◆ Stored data
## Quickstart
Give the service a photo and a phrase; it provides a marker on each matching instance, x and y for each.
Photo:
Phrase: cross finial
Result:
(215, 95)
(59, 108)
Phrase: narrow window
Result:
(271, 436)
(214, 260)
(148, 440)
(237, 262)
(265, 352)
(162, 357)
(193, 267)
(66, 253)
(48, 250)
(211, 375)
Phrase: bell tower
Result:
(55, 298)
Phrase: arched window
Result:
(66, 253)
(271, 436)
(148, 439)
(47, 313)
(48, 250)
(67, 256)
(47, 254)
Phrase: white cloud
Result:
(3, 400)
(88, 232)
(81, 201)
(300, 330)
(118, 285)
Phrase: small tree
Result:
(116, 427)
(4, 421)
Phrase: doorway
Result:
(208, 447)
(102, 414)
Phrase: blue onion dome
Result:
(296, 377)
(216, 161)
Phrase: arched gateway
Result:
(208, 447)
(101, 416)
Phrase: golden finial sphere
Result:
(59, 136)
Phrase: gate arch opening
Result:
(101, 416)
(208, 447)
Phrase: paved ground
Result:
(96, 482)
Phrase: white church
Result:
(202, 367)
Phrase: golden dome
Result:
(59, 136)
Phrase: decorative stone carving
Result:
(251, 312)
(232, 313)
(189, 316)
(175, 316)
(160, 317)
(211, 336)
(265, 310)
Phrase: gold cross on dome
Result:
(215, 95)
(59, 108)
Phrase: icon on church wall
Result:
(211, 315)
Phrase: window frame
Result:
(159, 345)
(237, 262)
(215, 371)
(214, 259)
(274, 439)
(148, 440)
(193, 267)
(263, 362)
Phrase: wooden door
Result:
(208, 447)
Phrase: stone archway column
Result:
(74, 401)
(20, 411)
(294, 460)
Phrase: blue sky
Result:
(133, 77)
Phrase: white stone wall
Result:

◆ What the task asks
Could you repeat exactly the lines above from the line with "Phrase: bell tower" up to and including the line with "Phrase: arched gateway", and only those?

◆ Response area
Phrase: bell tower
Result:
(55, 298)
Phrase: arched window
Result:
(66, 253)
(271, 436)
(148, 439)
(47, 313)
(48, 250)
(67, 256)
(47, 254)
Phrase: white cloud
Result:
(3, 400)
(88, 232)
(81, 201)
(300, 330)
(118, 285)
Phrase: small tree
Result:
(116, 427)
(4, 421)
Phrase: doorway
Result:
(208, 447)
(102, 414)
Phrase: blue onion dome
Result:
(296, 377)
(216, 161)
Phrase: arched gateway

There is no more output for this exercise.